- [Exercise task]: Show every line in the material below that contains the word "gray". Case counts.
-------- Entries supplied
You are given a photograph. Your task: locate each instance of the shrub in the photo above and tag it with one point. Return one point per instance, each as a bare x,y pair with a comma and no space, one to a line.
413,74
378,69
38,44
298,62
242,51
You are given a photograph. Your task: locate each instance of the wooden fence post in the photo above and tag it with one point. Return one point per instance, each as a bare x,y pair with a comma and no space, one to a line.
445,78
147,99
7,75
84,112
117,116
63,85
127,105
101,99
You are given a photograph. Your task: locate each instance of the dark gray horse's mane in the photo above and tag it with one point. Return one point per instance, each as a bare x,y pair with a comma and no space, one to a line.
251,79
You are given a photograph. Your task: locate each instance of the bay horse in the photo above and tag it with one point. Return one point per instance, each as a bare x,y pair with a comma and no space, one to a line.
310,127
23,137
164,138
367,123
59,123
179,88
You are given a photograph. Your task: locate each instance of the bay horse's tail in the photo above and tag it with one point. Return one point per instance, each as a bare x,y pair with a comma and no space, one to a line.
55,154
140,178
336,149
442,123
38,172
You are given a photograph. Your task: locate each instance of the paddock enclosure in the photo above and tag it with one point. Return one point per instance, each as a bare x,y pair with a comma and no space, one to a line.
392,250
----------------
-------- Entries supplied
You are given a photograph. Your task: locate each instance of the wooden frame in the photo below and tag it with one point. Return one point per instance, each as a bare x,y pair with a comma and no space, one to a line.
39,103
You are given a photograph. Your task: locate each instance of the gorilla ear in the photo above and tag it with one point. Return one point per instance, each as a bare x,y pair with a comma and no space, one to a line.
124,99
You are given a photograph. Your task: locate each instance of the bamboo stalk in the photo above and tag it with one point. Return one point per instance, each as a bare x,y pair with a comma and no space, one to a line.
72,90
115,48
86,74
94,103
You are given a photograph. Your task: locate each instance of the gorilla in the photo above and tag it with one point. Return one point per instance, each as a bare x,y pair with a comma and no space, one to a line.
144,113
----------------
-------- Entries supplied
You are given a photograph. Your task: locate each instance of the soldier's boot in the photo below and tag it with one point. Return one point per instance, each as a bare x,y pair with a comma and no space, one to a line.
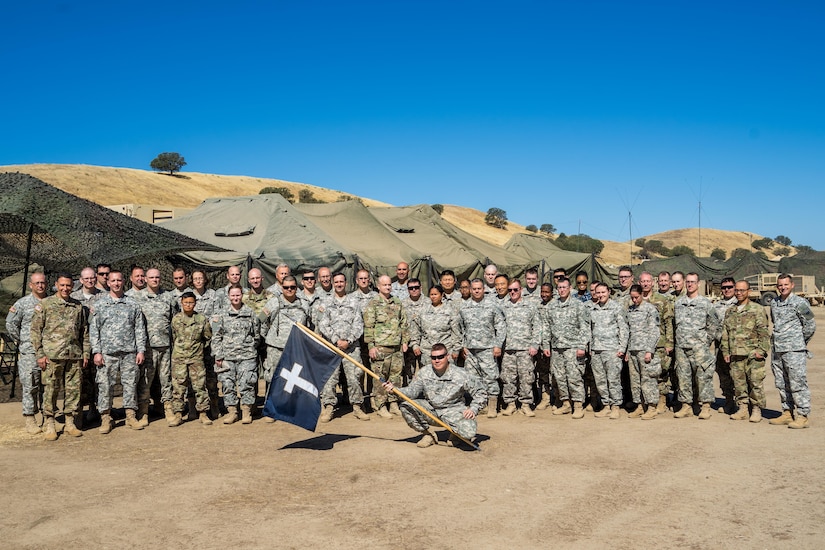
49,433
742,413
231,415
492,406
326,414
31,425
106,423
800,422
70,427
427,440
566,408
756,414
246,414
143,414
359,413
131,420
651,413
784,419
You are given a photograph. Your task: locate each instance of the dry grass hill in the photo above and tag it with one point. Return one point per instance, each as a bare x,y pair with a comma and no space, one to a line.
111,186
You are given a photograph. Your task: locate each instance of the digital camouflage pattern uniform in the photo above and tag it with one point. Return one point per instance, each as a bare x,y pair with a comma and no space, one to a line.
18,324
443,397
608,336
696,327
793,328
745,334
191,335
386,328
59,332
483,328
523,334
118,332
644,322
----------------
- [Result of this exercise]:
You are given a photograph. Your task: locate each instance of the dark gray horse's mane in the photo above and tag it with one point. Return one point per instance, each as a bare x,y pair with a comma and no space, one to a line.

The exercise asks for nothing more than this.